## Set problem A
Decide whether each statement agrees with the passage on academic publishing. Answer yes or no for each, and quote the words from the passage that decide it. (i) A press like Brill lets authors publish in as much detail as they want. (ii) The writer says they usually have more answers than questions. (iii) Croxton's book on Westphalia was published by Brill.
## Set problem B
Quote the passage on academic publishing word for word, starting at "How do we square" and ending at "I’m missing something?".

## Source extract
● ● ● ●
How do we square the demand for published monographs with the widespread academic disdain of popularized history? Are monographs being significantly shaped (deformed?) by popular market pressures the publishers are under, and which they pass on to the author? Market pressures that don’t necessarily align with how academic historians see themselves? The most “pure” monographs would seem to be those published by a press like Brill, which allows the author to publish in as much detail as they want, but at a hefty price tag. Is that good or bad?

As usual, I have more questions than answers. But I keep wondering whether reconciling what publishers want and what ‘academic history’ wants is sustainable. Maybe I’m missing something?

A sign of things to come?

Derek Croxton’s general narrative of the history of the treaty of Westphalia has finally been published.

Croxton, Derek. Westphalia: The Last Christian Peace. New York: Palgrave Macmillan, 2013.
● ● ● ●
## Stored data

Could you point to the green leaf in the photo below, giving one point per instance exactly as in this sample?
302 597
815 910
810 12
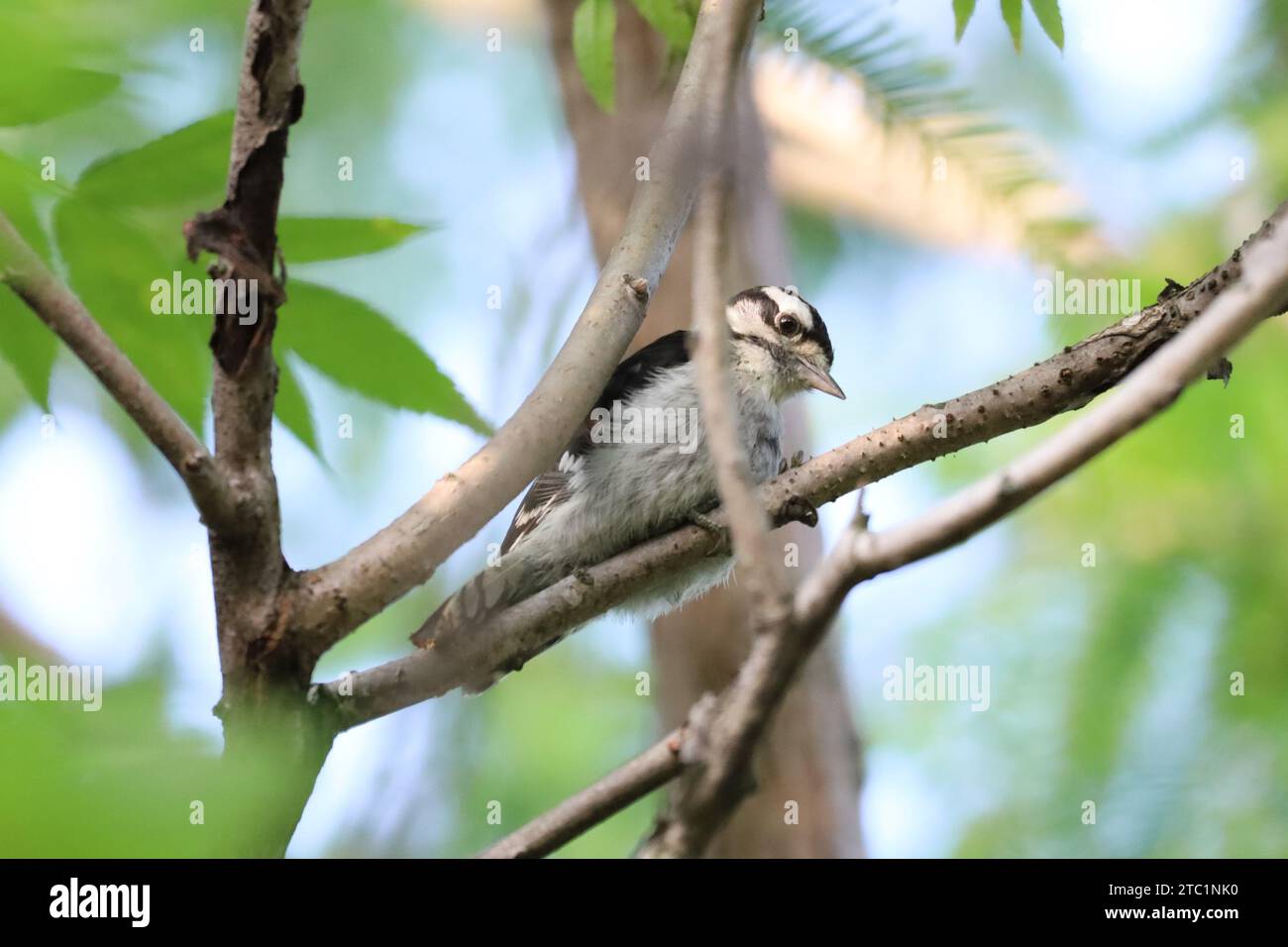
● ● ● ●
## Worked answer A
(i) Yes: "allows the author to publish in as much detail as they want, but at a hefty price tag"
(ii) No: "As usual, I have more questions than answers."
(iii) No: "New York: Palgrave Macmillan, 2013."

## Worked answer B
How do we square the demand for published monographs with the widespread academic disdain of popularized history? Are monographs being significantly shaped (deformed?) by popular market pressures the publishers are under, and which they pass on to the author? Market pressures that don’t necessarily align with how academic historians see themselves? The most “pure” monographs would seem to be those published by a press like Brill, which allows the author to publish in as much detail as they want, but at a hefty price tag. Is that good or bad?

As usual, I have more questions than answers. But I keep wondering whether reconciling what publishers want and what ‘academic history’ wants is sustainable. Maybe I’m missing something?